Exact copies of the records below are required.

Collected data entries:
• • • • •

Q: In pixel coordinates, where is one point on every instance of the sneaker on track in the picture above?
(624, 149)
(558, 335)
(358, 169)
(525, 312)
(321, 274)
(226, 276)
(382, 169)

• • • • •

= Solution below =
Q: In pixel coordinates, where is one point on every instance of the sneaker on track in the picture above?
(624, 149)
(558, 335)
(358, 169)
(525, 312)
(321, 274)
(226, 276)
(382, 169)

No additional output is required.